======== SUPPLIED ENTRIES ========

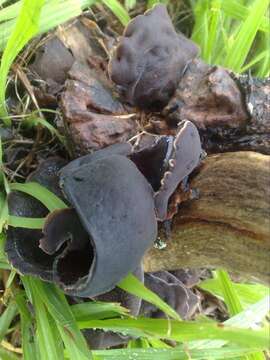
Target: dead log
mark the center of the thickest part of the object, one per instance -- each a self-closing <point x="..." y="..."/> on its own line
<point x="228" y="226"/>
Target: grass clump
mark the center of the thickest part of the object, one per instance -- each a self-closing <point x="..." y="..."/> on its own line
<point x="230" y="33"/>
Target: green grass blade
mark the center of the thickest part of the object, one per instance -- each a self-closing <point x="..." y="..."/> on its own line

========

**TASK:** Once the line containing "Target: green grass blade" has been copied, stop; everything from the first line of the data up to it must be copied exactly, without pictures.

**REPLY TO THE EXERCISE:**
Target: dead log
mark the center of the thickest part of the object, one per instance -- each a self-closing <point x="..." y="..."/> on its own line
<point x="228" y="226"/>
Target: grass clump
mark the center of the thickest part of the object, one per instance -- each a self-closing <point x="..." y="..."/> on its own line
<point x="230" y="33"/>
Target: green grass blade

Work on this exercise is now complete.